# Problem mit den Remote Control Einstellungen in Adobe Encore DVD



## Christain_Alli (5. März 2004)

Hallo Leute!
Hab ein kleines Problem mit der Remote Control bei Adobe Encore DVD. 
Ich bin mit meiner DVD fast fertig, was mir noch fehlt ist die richtige Reihenfolge mit der die Buttons im Menüe aktiviert werden wenn man das Steuerkreuz auf der Fernbedienung verwendet. Hab mir das jetzt mal angeschaut und festgestellt das die Reihenfolge von Encore DVD mehr oder weniger willkührlich gesetzt wurde. Wen ich die englische Anleitung richtig verstanden habe muss ich die "Remote Icons" der Buttons einblenden und dann die gewünschte Pfeiltaste des Icons auf den gewünschten Button legen? - Das Problem ist wenn ich die Pfeiltaste des Icons nehmen will wird aus dem Mauszeiger ein Verbotszeichen und lässt sich nicht auf einen Button legen!
Hat jemand von euch eine Idee wo mein Fehler liegt!

Danke
MfG Christian

Ach und übrigens, habt ihr ne Ahnung wo ich einen deutsche Anleitung zu Encore DVD als PDF bekommen kann


----------



## bsh (18. März 2004)

Hallo Christian,
sieh Dir doch mal die "Tutorial-Movies" unter
http://www.adobeevangelists.com/encore/index.html an.
Der Beitrag über Button Routing müßte Dir eigentlich weiterhelfen.

Birgit


----------



## pdatrain (29. März 2004)

*.*

Ich weiß nicht ob das noch aktuell ist, aber vielleicht hilft es anderen das zu vermeiden:

Lösung: Im  Properties-Fenster "Automatically Route Buttons" deaktivieren und deaktiviert lassen. Dann klappt es.


----------

> [Bereitgestellte Daten]
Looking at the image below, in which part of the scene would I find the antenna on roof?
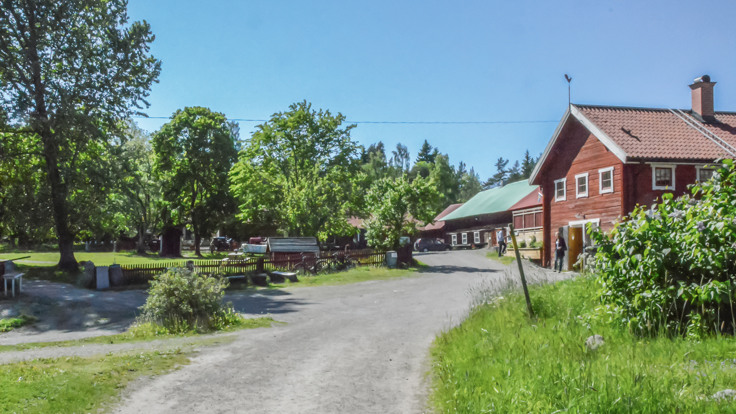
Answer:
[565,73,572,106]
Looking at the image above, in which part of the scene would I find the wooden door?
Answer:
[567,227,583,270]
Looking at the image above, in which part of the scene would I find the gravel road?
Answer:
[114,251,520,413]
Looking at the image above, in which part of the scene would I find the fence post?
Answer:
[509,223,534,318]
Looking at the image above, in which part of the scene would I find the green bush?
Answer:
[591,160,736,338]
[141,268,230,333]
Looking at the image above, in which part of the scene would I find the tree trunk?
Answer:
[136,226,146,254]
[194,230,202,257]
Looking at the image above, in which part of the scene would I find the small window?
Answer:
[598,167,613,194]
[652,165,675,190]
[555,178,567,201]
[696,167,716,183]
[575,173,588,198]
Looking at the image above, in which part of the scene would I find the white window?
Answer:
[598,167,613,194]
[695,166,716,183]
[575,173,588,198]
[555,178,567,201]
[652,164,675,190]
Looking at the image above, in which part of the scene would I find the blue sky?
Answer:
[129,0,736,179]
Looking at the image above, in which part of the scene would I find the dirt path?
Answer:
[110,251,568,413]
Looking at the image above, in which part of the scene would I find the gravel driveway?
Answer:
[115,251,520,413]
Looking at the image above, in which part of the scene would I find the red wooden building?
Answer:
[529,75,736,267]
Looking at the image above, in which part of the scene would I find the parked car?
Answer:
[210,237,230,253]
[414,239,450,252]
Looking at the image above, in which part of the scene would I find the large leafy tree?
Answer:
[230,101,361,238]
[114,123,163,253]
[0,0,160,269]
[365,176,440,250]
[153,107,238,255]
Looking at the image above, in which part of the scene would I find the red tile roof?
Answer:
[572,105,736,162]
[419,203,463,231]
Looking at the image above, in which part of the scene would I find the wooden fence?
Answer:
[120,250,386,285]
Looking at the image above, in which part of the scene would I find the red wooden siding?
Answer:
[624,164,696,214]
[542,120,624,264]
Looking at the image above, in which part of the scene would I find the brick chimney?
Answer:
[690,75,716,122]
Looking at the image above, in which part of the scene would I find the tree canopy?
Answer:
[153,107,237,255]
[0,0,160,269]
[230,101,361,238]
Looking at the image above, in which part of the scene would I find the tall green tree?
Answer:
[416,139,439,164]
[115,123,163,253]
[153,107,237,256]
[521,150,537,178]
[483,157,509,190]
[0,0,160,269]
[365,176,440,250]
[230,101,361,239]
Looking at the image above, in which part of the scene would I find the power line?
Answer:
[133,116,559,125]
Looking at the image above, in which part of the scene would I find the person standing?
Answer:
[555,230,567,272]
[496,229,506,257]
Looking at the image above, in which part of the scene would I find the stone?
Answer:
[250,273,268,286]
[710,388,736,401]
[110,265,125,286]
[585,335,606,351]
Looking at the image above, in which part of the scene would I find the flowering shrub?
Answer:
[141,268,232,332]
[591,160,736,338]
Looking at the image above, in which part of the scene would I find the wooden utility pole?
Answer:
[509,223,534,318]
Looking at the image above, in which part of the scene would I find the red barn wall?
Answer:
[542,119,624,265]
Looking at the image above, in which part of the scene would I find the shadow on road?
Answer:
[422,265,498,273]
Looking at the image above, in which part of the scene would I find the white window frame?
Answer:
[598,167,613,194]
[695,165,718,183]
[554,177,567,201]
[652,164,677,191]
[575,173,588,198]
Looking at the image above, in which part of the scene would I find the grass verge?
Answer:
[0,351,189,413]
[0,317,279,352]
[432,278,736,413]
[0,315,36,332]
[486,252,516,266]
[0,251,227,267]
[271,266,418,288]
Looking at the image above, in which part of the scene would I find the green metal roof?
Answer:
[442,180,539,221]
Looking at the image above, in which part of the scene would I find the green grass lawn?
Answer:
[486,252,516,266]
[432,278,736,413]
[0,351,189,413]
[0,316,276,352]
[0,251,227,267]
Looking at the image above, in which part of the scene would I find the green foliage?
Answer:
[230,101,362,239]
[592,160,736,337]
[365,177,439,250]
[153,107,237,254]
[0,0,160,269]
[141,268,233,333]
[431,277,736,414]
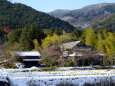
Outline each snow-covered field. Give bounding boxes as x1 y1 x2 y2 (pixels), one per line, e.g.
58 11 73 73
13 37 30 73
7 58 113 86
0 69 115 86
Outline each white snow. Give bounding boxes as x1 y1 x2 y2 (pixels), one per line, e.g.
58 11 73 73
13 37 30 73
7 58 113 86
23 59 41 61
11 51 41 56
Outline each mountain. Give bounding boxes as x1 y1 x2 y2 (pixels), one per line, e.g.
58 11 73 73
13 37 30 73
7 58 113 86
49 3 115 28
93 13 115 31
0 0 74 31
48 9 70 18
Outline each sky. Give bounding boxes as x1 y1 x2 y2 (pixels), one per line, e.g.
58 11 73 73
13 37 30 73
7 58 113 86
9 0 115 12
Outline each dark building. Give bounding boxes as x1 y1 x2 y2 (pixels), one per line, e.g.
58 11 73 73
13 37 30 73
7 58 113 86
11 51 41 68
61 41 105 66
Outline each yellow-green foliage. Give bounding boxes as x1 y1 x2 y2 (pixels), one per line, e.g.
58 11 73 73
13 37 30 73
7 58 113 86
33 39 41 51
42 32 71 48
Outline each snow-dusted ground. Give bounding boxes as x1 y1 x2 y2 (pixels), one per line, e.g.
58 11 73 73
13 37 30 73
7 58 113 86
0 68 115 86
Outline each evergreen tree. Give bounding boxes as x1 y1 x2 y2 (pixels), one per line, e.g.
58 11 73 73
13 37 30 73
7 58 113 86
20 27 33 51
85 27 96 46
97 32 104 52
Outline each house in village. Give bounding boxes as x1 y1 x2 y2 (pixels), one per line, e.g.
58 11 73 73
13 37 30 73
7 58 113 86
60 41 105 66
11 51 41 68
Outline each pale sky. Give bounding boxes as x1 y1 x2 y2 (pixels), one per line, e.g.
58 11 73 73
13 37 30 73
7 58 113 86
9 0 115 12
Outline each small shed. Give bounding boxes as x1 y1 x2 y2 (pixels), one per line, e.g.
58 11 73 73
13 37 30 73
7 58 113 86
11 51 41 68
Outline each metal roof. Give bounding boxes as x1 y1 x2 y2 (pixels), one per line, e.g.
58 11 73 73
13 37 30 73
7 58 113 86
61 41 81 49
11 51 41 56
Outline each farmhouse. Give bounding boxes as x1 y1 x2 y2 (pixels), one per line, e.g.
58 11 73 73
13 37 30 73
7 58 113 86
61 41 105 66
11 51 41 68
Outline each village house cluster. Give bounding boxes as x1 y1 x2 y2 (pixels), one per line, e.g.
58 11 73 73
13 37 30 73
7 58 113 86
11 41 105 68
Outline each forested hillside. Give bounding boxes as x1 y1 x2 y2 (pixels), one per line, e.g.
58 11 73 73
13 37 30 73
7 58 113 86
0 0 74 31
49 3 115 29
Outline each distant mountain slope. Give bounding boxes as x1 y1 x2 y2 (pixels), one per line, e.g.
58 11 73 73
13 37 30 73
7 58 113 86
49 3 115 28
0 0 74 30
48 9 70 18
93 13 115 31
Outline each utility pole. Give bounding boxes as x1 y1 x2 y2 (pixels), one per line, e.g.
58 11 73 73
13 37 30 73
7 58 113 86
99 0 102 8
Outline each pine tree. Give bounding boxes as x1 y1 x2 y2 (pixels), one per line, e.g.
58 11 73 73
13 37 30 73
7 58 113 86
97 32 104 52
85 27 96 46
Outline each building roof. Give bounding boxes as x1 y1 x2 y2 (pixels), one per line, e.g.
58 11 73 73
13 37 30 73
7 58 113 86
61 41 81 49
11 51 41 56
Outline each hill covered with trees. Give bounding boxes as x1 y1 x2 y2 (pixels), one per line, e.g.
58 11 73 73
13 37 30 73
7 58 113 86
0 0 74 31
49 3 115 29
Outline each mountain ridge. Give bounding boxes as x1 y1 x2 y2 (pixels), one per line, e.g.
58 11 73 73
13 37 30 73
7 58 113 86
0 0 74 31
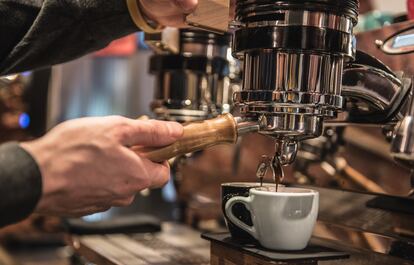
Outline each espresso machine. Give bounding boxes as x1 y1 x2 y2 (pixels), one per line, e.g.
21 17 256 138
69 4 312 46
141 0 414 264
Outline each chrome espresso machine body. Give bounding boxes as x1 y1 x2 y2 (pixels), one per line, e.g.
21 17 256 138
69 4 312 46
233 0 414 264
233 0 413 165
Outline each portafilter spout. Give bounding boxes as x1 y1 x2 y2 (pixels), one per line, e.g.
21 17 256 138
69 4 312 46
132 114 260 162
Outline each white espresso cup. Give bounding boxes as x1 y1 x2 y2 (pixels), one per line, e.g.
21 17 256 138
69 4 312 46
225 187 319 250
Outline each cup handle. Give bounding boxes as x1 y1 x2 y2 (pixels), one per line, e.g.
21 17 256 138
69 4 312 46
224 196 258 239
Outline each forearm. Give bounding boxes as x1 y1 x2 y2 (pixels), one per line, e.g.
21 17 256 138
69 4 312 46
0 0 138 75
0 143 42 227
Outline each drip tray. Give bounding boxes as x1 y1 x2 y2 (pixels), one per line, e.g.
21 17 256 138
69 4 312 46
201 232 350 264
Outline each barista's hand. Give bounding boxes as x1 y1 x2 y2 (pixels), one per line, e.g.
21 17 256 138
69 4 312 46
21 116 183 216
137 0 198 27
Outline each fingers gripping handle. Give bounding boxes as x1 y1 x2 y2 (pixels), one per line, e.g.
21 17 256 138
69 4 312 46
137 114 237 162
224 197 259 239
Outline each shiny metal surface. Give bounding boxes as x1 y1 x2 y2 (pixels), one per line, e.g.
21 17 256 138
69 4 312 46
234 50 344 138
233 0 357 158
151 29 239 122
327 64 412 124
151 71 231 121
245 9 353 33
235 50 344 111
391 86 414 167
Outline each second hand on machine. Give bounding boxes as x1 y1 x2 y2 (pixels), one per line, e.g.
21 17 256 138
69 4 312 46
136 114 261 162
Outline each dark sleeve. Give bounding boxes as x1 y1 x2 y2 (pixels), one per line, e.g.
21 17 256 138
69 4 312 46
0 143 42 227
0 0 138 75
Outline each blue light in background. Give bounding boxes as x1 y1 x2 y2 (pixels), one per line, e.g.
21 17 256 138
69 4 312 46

> [Bitte bearbeiten]
**A)** Welche Option im Properties-Fenster soll laut dem Textauszug deaktiviert werden und deaktiviert bleiben?
**B)** Schreiben Sie aus dem Textauszug die Stelle zwischen „## pdatrain (29.“ und „Dann klappt es.“ ab, beide eingeschlossen.

> [Die Lösungen]
**A)** „Automatically Route Buttons“

**B)**
## pdatrain (29. März 2004)

*.*

Ich weiß nicht ob das noch aktuell ist, aber vielleicht hilft es anderen das zu vermeiden:

Lösung: Im  Properties-Fenster "Automatically Route Buttons" deaktivieren und deaktiviert lassen. Dann klappt es.